### TASK REQUIREMENTS
a - According to the CLCN2 epilepsy abstract and commentary, what share of the world's population does idiopathic generalized epilepsy affect?
b - Extend the commentary on the CLCN2 epilepsy mutations, picking up after its final sentence.
------ PAGE EXTRACT
Abstract

Haug K, Warnstedt M, Alekov AK, Sander T, Ramirez A, Poser B, Maljevic S, Hebeisen S, Kubisch C, Rebstock J, Horvath S, Hallmann K, Dullinger JS, Rau B, Haverkamp F, Beyenburg S, Schulz H, Janz D, Giese B, Muller-Newen G, Propping P, Elger CE, Fahlke C, Lerche H, Heils A
Nat Genet 2003;33(4):527–532
Idiopathic generalized epilepsy (IGE) is an inherited neurologic disorder affecting about 0.4% of the world's population. Mutations in 10 genes causing distinct forms of idiopathic epilepsy have been identified so far, but the genetic basis of many IGE subtypes is still unknown. Here we report a gene associated with the four most common IGE subtypes: childhood and juvenile absence epilepsy (CAE and JAE), juvenile myoclonic epilepsy (JME), and epilepsy with grand mal seizures on awakening (EGMA). We identified three different heterozygous mutations in the chloride-channel gene CLCN2 in three unrelated families with IGE. These mutations result in (a) a premature stop codon (M200fsX231), (b) an atypical splicing (del74-117), and (c) a single amino-acid substitution (G715E). All mutations produce functional alterations that provide distinct explanations for their pathogenic phenotypes. M200fsX231 and del74-117 cause a loss of function of ClC-2 channels and are expected to lower the transmembrane chloride gradient essential for γ-aminobutyric acid (GABA)ergic inhibition. G715E alters voltage-dependent gating, which may cause membrane depolarization and hyperexcitability.
Commentary
A closer look at the three gene mutations reveals that each is linked to a different channel defect and a reasonably distinct seizure phenotype. The first mutation leads to a premature stop codon, resulting in a truncated protein, loss of current, and a clinical syndrome of juvenile myoclonic epilepsy (JME) and epilepsy with grand mal seizures on awakening (EGMA). The second is a splicing mutation, which also produces a nonfunctioning channel and leads to childhood absence epilepsy (CAE). CAE has both a similar, but not identical, absence seizure and a generalized convulsive phenotype. The third is a missense mutation, yielding a channel that conducts current with altered kinetics, and a few patients in this pedigree display a less severe juvenile pattern of absence epilepsy with the delayed onset in a few cases of convulsive seizures. It is important to note that this multicenter study involved the participation of experienced neurologists following standard diagnostic classification criteria.
------------
------ DATASET EXCERPTS
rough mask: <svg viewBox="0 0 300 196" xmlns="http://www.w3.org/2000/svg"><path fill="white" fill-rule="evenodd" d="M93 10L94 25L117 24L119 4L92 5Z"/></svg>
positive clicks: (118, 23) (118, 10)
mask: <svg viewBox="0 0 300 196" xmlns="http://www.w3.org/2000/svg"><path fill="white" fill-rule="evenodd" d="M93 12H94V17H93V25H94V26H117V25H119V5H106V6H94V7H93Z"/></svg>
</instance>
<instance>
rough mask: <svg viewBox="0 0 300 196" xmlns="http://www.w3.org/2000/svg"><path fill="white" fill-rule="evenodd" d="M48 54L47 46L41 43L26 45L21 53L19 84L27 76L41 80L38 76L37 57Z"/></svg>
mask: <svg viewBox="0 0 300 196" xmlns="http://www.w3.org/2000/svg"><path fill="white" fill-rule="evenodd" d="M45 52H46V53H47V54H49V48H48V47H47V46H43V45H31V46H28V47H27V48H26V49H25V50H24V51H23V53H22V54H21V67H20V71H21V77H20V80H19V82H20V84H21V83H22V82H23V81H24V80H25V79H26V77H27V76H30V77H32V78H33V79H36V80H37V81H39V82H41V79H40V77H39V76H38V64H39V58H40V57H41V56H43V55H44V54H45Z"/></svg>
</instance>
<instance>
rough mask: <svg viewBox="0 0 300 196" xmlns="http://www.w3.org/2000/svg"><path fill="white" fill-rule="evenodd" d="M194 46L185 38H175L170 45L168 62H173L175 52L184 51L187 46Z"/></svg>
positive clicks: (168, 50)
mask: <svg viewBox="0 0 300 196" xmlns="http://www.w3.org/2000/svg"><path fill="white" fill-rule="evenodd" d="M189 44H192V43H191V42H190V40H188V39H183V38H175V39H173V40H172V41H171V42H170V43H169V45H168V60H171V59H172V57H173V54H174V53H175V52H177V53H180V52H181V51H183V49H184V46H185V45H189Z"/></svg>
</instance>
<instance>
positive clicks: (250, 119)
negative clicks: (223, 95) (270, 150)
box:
------------
### ANSWER SET
a - About 0.4% of the world's population.

b -
How does this welcome new addition to the list of epileptic channelopathies fit with our current understanding? Like other channel defects associated with epilepsy, mutations in CLCN2 are capable of producing repetitive firing in neurons. But why does the CLCN2 mutation result in seizures, and not spasticity, tremor, or episodic ataxia? Are interneurons not equally affected by the hyperexcitability? What are the extracellular or intracellular conditions that favor episodic symptoms appearing at specific ages? Do these triggers disappear in the individuals of pedigree 2 who became seizure free? Finally, what are the mechanisms underlying the dramatically different seizure phenotypes in these individuals?
Perhaps the answers to these questions will be found in detailed analysis of regional variations in the contribution of CLCN2 to the firing patterns in different neural circuits at various developmental stages. For instance, in neonatal hippocampus, some expressed isoforms of CLCN2 are truncated and functionally silent (4). In addition, it is important to consider the influence of other genetic differences among these three pedigrees, which potentially could modify the relative susceptibility for specific epilepsy syndromes among affected individuals. The importance of both examples is highlighted by the observation that mice lacking the CLCN2 gene develop retinal deficiency but do not display epilepsy at all (5). Evidently, in the case of chloride anions, researchers must begin analysis in mutant mice by looking on the negative side.